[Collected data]
_____

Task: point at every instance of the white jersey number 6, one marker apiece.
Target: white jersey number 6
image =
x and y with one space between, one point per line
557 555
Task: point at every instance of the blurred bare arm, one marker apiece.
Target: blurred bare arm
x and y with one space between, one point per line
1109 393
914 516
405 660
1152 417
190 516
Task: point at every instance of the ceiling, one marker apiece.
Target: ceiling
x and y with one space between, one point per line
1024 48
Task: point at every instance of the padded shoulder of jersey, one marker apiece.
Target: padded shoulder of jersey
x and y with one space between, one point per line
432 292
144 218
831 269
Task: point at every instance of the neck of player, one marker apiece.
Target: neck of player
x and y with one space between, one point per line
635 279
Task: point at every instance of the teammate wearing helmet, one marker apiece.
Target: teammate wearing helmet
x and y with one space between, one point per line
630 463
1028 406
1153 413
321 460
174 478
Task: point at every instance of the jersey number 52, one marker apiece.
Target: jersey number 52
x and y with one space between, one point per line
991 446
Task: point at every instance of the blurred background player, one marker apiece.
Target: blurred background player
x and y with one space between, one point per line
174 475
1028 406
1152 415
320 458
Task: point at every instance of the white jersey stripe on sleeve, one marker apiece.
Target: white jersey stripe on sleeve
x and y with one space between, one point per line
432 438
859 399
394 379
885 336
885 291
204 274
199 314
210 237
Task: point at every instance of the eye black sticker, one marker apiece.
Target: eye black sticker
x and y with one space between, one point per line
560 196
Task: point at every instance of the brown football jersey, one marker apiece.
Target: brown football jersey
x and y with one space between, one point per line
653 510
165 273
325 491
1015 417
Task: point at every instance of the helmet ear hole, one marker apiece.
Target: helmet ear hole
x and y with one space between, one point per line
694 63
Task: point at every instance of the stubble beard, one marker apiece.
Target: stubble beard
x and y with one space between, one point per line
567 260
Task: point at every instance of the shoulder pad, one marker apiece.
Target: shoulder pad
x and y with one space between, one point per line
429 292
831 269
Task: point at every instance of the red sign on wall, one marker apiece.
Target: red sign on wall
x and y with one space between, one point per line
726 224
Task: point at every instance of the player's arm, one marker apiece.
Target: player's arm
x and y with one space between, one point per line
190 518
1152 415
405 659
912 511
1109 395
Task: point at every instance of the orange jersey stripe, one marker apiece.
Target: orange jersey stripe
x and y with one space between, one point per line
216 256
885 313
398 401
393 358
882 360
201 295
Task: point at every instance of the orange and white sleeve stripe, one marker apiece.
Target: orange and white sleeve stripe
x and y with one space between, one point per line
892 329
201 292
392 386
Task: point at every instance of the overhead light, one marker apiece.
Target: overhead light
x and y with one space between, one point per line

_____

• **HOW TO COMPLETE THIS TASK**
All lines above from the one containing "Task: point at every instance of the stubble" to the one containing "Target: shoulder pad" must be repeated exactly, both lines included, and no others.

• **RESULT FOR THIS TASK**
Task: point at every instance of the stubble beard, one marker apiece.
Target: stubble beard
x and y with one space between, one point per line
567 260
Task: point at every instance of the shoulder pad, one marker apiece.
Target: shoulder pad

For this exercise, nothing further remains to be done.